> _Task_: Repeat the entries below word for word, starting with the line that has "request | drop a dot on each instance of the fallen" and going on through the line that has "[(644, 287), (249, 312)]".

> _Given entries_:
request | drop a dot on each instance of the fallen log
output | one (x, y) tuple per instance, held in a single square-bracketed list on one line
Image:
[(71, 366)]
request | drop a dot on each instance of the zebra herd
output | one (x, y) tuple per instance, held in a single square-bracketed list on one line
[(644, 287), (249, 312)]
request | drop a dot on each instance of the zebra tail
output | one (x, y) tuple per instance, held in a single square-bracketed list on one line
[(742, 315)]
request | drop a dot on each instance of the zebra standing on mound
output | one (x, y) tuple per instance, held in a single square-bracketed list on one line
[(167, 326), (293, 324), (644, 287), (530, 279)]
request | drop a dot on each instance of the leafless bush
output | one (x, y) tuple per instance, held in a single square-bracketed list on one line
---
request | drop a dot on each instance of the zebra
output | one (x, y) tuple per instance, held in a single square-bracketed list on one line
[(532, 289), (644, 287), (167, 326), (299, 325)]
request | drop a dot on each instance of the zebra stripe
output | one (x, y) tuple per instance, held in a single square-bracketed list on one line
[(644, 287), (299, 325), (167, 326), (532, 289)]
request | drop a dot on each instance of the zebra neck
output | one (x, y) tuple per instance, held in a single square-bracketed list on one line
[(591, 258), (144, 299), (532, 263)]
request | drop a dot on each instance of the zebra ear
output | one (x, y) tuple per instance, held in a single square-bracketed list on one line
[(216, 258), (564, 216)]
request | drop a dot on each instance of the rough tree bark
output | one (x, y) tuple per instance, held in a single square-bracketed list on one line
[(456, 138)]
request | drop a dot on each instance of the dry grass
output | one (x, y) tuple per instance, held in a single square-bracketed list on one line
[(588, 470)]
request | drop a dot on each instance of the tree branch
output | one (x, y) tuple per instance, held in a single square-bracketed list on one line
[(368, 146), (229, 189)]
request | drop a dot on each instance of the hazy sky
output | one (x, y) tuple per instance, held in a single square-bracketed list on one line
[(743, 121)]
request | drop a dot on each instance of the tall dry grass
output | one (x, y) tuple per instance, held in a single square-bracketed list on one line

> _The answer_:
request | drop a dot on each instance of the fallen log
output | one (x, y) tuple per instance, held in a single square-bracketed list on one line
Image:
[(71, 366)]
request | drop a dot on each instance of the zebra herd
output | one (x, y) tuple per instance, held in a single square-bracketed list on one line
[(644, 287), (249, 312)]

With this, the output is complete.